Rewrite the records below with every "pixel coordinates" changed to "image coordinates", leaving everything else as it is.
==========
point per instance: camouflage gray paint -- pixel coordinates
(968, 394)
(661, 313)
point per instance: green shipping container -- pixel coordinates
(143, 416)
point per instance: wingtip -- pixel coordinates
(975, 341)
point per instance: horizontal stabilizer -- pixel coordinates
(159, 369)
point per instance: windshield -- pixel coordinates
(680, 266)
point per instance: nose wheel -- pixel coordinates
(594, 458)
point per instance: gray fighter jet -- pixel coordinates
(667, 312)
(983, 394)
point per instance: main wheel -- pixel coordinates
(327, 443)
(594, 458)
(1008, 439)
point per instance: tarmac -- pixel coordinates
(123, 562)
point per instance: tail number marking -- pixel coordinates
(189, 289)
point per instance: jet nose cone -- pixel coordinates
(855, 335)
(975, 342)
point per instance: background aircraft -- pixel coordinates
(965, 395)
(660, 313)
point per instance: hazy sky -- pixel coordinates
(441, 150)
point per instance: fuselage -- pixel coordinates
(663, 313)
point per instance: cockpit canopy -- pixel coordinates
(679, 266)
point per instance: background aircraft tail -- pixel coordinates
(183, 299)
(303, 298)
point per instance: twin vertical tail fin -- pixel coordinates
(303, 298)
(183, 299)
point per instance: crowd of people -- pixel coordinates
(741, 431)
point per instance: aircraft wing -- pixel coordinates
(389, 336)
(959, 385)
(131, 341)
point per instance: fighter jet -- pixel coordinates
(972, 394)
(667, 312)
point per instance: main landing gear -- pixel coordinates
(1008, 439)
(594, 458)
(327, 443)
==========
→ EXERCISE OUTPUT
point per instance: camouflage gray paint -- image coordinates
(968, 394)
(661, 313)
point per instance: green shipping container -- image coordinates
(143, 416)
point per instance: wingtip -- image coordinates
(975, 341)
point per instance: horizontal stabilizer -- image coordinates
(159, 369)
point per instance: windshield -- image coordinates
(680, 266)
point per instance: nose wheel -- image coordinates
(594, 458)
point per instance: gray fighter jet -- image coordinates
(667, 312)
(983, 394)
point per instance: main wheel -- image coordinates
(327, 443)
(594, 458)
(1008, 439)
point per instance: tarmac -- image coordinates
(123, 562)
point per instance: tail number marking -- image coordinates
(189, 289)
point per instance: jet nose cone -- image coordinates
(855, 335)
(975, 342)
point per instance: background aircraft -- image coordinates
(965, 395)
(660, 313)
point per instance: hazy sky -- image coordinates
(441, 150)
point per instance: fuselage -- image coordinates
(663, 313)
point per instance: cockpit canopy -- image coordinates
(679, 266)
point per instance: background aircraft tail -- image coordinates
(183, 299)
(303, 298)
point per instance: twin vertical tail fin -- image coordinates
(303, 298)
(183, 299)
point per instance: crowd of people -- image coordinates
(741, 431)
point per instance: aircraft wing -- image coordinates
(389, 336)
(959, 385)
(131, 341)
point per instance: fighter jet -- image coordinates
(972, 394)
(667, 312)
point per instance: main landing gear -- image coordinates
(1008, 439)
(594, 458)
(327, 443)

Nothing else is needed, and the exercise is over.